**Set exercise**
Write out, word for word, every line of the rows below from the one containing "of the yellow" up to and including the final line.

## Begin Listing

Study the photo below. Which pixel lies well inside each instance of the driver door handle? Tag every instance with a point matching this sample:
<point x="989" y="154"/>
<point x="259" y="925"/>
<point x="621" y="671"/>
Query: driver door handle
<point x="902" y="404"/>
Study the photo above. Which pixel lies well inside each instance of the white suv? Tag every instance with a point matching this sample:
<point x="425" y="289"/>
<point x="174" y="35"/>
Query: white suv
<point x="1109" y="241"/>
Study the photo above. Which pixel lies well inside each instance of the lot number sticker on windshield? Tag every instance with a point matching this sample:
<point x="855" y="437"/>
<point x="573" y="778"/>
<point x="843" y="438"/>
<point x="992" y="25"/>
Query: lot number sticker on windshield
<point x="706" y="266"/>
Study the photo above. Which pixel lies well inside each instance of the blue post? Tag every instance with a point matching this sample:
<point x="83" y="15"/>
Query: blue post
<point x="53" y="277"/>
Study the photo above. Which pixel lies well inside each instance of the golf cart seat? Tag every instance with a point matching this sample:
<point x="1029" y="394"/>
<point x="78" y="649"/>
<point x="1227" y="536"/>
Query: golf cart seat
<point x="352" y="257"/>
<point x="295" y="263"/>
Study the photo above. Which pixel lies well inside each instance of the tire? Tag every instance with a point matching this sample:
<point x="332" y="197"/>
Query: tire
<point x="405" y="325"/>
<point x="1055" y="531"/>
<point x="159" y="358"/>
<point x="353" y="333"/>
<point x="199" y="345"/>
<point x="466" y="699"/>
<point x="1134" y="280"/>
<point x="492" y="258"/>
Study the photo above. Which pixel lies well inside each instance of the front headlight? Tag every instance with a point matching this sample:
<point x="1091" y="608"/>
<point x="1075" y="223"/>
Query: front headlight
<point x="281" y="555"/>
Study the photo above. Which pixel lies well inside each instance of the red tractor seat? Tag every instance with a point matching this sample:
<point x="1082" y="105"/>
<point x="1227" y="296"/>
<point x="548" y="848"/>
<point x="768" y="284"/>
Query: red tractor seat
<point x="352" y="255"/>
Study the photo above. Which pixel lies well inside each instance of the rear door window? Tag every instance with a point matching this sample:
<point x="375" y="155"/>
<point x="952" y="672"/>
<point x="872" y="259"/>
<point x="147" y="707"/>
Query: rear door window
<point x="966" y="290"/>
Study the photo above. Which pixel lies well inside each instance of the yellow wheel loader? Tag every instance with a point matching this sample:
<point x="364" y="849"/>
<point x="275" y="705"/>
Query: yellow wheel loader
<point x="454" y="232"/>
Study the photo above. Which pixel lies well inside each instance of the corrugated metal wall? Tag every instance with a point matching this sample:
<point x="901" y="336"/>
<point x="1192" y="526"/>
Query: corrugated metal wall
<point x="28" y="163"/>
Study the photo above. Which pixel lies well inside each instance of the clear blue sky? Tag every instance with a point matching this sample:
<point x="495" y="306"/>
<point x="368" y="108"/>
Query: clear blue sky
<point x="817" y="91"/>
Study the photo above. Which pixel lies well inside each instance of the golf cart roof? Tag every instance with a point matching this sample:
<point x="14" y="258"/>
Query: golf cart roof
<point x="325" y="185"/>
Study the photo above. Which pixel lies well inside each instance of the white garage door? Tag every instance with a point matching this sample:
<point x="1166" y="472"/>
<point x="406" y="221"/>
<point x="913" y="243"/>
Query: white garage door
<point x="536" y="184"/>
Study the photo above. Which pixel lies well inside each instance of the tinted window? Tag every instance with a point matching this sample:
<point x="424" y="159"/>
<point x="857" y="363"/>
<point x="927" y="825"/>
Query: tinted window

## End Listing

**Output**
Study the photo above. Which pixel lies well inside each instance of the yellow wheel loader? Tag every instance with a point matching this sample:
<point x="364" y="849"/>
<point x="275" y="705"/>
Query: yellow wheel loader
<point x="454" y="232"/>
Study the photo above. Which pixel lies well inside each instance of the corrugated metal wall? Tag every instance with a point matching this sample:
<point x="901" y="336"/>
<point x="1192" y="526"/>
Query: corrugated metal wall
<point x="28" y="163"/>
Study the photo above. Which pixel lies well inside each instance of the clear blue sky? Tag every instance with a point matching this sample:
<point x="495" y="306"/>
<point x="368" y="108"/>
Query: clear blue sky
<point x="817" y="91"/>
Study the photo above. Which pixel lies well inside each instance of the golf cart roof? Tag every instance with a point matching this sample:
<point x="14" y="258"/>
Query: golf cart roof
<point x="325" y="185"/>
Study the photo above. Which pixel lies well inside each instance of the white garage door? Tag every instance with a point matching this sample:
<point x="1166" y="472"/>
<point x="406" y="221"/>
<point x="913" y="243"/>
Query: white garage door
<point x="536" y="184"/>
Study the photo above. Which pixel lies well inside each instance of the tinted window? Tag every instance with a point matching this sample:
<point x="424" y="159"/>
<point x="857" y="363"/>
<point x="927" y="825"/>
Query: tinted window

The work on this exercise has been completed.